Eliminate certutil dependency. The original uses certutil -encode to convert binary sidecar file data to Base64 strings. Python's base64.b64encode() does this natively and portably.

Simplify type detection. The original iterates through all keys in $MetadataFileParser.Identify and matches each file against regex pattern arrays. This is fine algorithmically but the Python port should express this as a clean mapping structure (a dict of {type_name: [compiled_regex_patterns]}) rather than the deeply nested ordered hashtable structure of the original.

The DeleteQueue pattern (accumulate paths during traversal, delete after completion) is sound and should be preserved. In Python this is simply a list[Path] built up during traversal and iterated at the end with Path.unlink().

8. Output Object Construction & Schema

What It Does

Assembles a structured data object (the "index entry") for every file and directory processed. Each entry contains identity fields (_id, Ids, NameHashes, ContentHashes), filesystem metadata (Name, BaseName, Extension, StorageName, Size, IsDirectory, IsLink), relationship fields (ParentId, ParentIds, ParentName, ParentNameHashes), timestamps (TimeAccessed/Created/Modified, UnixTimeAccessed/Created/Modified), child items (Items array for directories), and extracted metadata (Metadata array).

The original output schema also includes an Encoding key (a complex object describing file encoding properties from BOM detection). This key is being intentionally dropped from the ported software.

Where It Lives (Original)

Function	Role
`MakeObject`	The core builder. Contains a massive `switch` on `$ObjectType` (`makeobjectfile`, `makeobjectdirectory`, `makeobjectdirectoryrecursive`) that constructs `[PSCustomObject]@{...}` with all schema fields. Repeated near-identically across 5+ switch branches.
`VariableStringify`	Null-safe string conversion used before inserting values into the output object
`GetFileEncoding`	BOM byte inspection for the `Encoding` field (being dropped)

Python Modules

Module	Usage
`dataclasses`	Define the output schema as `@dataclass` classes with type annotations; provides `asdict()` for JSON serialization. Strongly preferred for a project of this scope.
`pydantic` (third-party, optional)	Alternative to dataclasses with built-in validation, JSON schema generation, and serialization. More powerful but heavier dependency. Worth considering if schema validation against legacy consumers is important.
○ ○ ○ ○ ○ ○ ○
> _Required actions_
a - Decide whether each statement agrees with the notes on porting to Python: (i) the ported software keeps the Encoding key; (ii) the DeleteQueue pattern should be kept in the port; (iii) pydantic is the strongly preferred choice for defining the output schema. Answer yes or no for each, and quote the words of the notes that settle it.
b - Write the next part of the notes on porting to Python, starting after the row on `pydantic`.

> _Stored records_
○ ○ ○ ○ ○ ○ ○
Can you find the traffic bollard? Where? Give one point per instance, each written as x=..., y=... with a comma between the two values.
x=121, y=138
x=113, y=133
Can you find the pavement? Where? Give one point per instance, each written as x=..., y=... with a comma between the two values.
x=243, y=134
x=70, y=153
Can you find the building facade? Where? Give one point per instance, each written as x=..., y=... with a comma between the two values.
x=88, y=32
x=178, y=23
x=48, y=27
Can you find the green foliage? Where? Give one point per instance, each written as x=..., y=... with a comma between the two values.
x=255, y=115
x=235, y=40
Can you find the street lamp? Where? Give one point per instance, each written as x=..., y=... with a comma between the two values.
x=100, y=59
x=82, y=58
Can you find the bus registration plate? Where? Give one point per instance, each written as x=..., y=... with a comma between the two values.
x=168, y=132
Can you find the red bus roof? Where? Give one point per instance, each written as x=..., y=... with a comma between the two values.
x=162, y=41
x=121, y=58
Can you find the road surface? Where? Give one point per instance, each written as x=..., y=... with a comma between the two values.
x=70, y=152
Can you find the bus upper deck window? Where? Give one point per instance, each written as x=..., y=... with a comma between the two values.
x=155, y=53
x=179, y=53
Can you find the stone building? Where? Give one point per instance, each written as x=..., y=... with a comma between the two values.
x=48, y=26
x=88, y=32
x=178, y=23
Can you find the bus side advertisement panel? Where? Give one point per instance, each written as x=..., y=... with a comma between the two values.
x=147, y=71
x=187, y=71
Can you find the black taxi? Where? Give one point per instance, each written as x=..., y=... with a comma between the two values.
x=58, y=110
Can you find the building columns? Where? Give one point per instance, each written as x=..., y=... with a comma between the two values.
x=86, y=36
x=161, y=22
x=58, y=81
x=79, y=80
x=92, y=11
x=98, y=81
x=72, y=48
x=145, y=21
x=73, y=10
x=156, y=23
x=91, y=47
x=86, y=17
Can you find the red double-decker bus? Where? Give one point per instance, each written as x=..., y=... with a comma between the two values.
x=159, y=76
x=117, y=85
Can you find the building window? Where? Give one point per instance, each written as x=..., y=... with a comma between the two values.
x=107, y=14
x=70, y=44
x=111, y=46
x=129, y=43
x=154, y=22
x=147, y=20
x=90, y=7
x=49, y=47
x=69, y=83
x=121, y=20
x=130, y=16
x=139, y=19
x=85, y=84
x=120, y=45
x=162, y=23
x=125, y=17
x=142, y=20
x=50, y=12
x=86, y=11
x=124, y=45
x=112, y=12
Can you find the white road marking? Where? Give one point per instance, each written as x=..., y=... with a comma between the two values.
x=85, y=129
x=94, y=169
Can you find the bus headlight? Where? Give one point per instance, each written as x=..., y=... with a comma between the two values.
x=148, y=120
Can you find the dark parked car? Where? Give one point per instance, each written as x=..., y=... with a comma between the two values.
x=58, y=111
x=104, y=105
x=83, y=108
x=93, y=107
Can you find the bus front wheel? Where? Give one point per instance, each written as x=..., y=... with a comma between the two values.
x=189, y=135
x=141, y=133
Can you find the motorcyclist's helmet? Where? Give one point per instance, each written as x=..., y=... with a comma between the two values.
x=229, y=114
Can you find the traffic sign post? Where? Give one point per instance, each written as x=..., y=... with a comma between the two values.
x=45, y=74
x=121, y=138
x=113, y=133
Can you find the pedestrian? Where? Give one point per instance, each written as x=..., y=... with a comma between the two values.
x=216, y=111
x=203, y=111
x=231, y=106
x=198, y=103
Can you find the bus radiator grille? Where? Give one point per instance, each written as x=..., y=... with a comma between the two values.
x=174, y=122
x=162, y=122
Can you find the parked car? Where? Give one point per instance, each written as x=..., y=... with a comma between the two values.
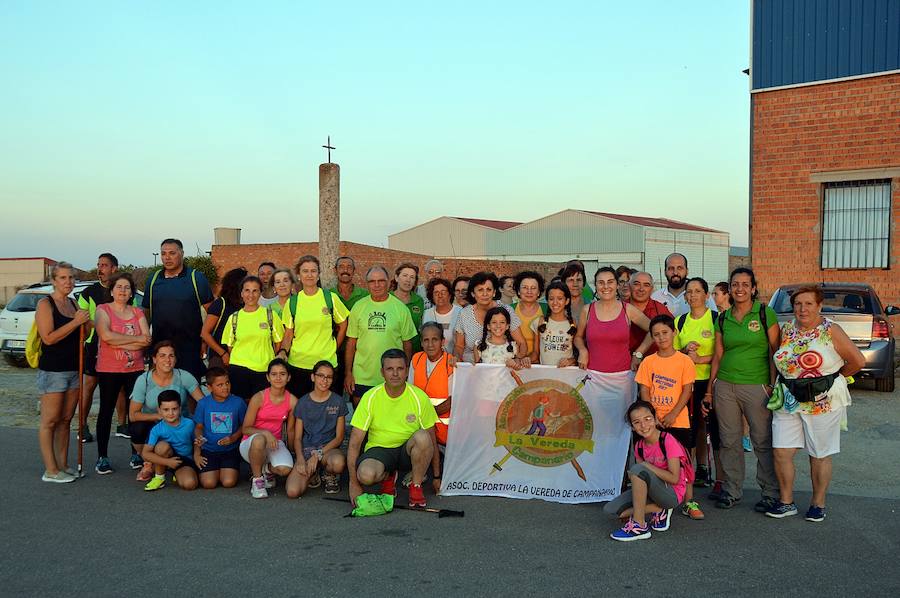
x=859, y=312
x=18, y=315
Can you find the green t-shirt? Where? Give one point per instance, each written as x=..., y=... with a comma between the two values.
x=377, y=326
x=702, y=332
x=746, y=357
x=390, y=421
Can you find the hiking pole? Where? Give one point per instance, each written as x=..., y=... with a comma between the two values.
x=441, y=512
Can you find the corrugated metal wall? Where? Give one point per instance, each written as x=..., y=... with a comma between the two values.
x=800, y=41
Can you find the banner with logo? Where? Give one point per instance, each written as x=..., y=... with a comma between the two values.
x=544, y=432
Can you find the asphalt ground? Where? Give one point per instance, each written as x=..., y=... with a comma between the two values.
x=105, y=536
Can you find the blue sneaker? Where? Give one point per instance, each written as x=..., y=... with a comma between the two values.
x=103, y=467
x=815, y=513
x=779, y=510
x=631, y=531
x=659, y=522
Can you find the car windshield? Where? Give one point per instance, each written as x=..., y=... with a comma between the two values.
x=25, y=302
x=835, y=302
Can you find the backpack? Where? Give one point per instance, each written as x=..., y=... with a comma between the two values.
x=329, y=304
x=686, y=464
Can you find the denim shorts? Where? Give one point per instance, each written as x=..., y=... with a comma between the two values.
x=49, y=382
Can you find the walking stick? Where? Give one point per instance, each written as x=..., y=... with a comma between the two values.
x=82, y=418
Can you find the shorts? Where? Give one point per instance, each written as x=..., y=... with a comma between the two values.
x=216, y=460
x=819, y=434
x=278, y=457
x=53, y=382
x=393, y=459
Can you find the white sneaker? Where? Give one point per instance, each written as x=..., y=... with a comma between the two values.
x=258, y=488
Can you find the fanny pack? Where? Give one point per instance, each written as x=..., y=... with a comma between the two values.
x=805, y=390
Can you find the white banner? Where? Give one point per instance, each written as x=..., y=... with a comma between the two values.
x=549, y=433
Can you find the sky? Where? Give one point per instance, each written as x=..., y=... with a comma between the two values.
x=124, y=123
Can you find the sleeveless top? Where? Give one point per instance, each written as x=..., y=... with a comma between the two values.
x=607, y=342
x=811, y=354
x=115, y=359
x=62, y=356
x=271, y=416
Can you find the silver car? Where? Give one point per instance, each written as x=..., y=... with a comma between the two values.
x=859, y=312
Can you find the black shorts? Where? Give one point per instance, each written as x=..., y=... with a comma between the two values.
x=217, y=460
x=393, y=459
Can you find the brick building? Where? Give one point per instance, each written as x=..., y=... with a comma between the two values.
x=825, y=145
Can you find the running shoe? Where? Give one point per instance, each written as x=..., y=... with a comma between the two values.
x=660, y=521
x=61, y=477
x=692, y=510
x=779, y=510
x=631, y=531
x=416, y=496
x=389, y=484
x=146, y=472
x=332, y=483
x=158, y=481
x=258, y=487
x=103, y=467
x=767, y=503
x=815, y=513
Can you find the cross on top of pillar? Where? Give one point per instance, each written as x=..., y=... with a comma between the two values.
x=329, y=147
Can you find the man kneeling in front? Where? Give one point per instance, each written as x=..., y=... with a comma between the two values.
x=399, y=420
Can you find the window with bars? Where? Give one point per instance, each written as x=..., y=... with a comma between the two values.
x=856, y=224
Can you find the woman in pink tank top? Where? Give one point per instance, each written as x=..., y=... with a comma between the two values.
x=263, y=446
x=604, y=329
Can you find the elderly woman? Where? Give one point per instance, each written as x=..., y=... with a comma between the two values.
x=58, y=319
x=483, y=294
x=813, y=361
x=443, y=312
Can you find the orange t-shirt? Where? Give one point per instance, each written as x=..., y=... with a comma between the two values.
x=666, y=377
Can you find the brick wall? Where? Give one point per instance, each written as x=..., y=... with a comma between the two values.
x=834, y=126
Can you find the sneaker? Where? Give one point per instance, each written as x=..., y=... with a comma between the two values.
x=103, y=467
x=416, y=496
x=61, y=477
x=157, y=482
x=631, y=531
x=779, y=510
x=726, y=501
x=389, y=484
x=660, y=521
x=332, y=483
x=146, y=472
x=258, y=488
x=716, y=494
x=692, y=510
x=815, y=513
x=767, y=504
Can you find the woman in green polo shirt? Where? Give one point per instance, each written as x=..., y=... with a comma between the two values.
x=741, y=379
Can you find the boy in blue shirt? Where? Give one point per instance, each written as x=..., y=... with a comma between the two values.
x=219, y=418
x=171, y=445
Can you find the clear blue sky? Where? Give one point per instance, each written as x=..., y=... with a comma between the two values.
x=125, y=122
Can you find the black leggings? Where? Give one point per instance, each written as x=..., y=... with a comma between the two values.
x=110, y=385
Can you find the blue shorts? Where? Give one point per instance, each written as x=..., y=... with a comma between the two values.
x=51, y=382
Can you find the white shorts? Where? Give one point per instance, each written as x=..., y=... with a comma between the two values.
x=278, y=457
x=819, y=434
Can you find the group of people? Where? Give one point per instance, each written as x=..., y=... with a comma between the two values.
x=279, y=355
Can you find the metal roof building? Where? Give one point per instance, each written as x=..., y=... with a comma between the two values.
x=596, y=238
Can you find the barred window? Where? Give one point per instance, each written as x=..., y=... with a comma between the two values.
x=856, y=224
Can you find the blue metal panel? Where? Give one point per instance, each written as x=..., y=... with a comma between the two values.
x=801, y=41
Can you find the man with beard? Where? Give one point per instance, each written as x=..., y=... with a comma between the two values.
x=641, y=288
x=672, y=296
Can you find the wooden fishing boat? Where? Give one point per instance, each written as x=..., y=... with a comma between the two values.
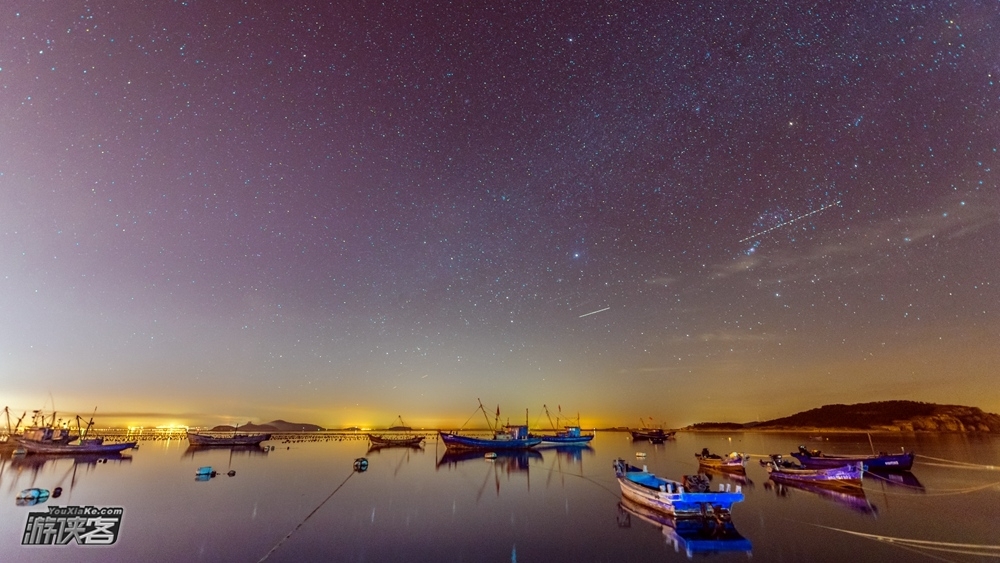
○ ○ ○ ○ ○ ○ ○
> _Response list_
a -
(i) No: "This key is being intentionally dropped from the ported software."
(ii) Yes: "The DeleteQueue pattern (accumulate paths during traversal, delete after completion) is sound and should be preserved."
(iii) No: "Strongly preferred for a project of this scope." That phrase describes `dataclasses`, not `pydantic`.

b -
`typing`	Type annotations for nullable fields, union types, and recursive structures (`Items` referencing the same schema)

Improvement Notes

Eliminate the ObjectType switch duplication. The original MakeObject constructs the output object inside a switch statement with 5+ branches (makeobjectfile, makeobjectdirectory, makeobjectdirectoryrecursive, plus default branches). The actual fields are nearly identical across all branches — the only differences are: directories get Items = @() while files do not, and recursive directories get Items = @() for later population. The Python port should define one IndexEntry dataclass and conditionally populate Items and Metadata based on item type. One class, one construction path.

Drop the Encoding key. As specified. The GetFileEncoding sub-function (BOM byte inspection) and all $IEncoding variable assignments are omitted from the port. For backward compatibility, the output schema can include "Encoding": null for all items if legacy consumers expect the field to exist. Alternatively, omit it entirely and let legacy consumers handle the missing key. This is a project decision to be made when we address backward compatibility testing.

Typed schema definition. The original [PSCustomObject]@{...} has no compile-time type checking. Using Python dataclasses gives us type annotations, IDE support, and dataclasses.asdict() for clean JSON serialization. A rough sketch of the core structure:

IndexEntry:
    _id: str
    Ids: HashIds            # {MD5: str, SHA256: str, ...}
    Name: str
    NameHashes: HashIds | None
    ContentHashes: HashIds | None
    Extension: str | None
    BaseName: str
    StorageName: str
    Size: int
    IsDirectory: bool
    IsLink: bool
    ParentId: str | None
    ParentIds: HashIds | None
    ParentName: str | None
    ParentNameHashes: HashIds | None
    UnixTimeAccessed: int
    UnixTimeCreated: int
    UnixTimeModified: int
    TimeAccessed: str
    TimeCreated: str
    TimeModified: str
    Items: list[IndexEntry] | None   # Recursive reference; None for files
    Metadata: list[MetadataEntry] | None

This sketch is illustrative. The actual implementation should be derived from the output schema JSON with adjustments for the dropped Encoding key and expanded hash fields.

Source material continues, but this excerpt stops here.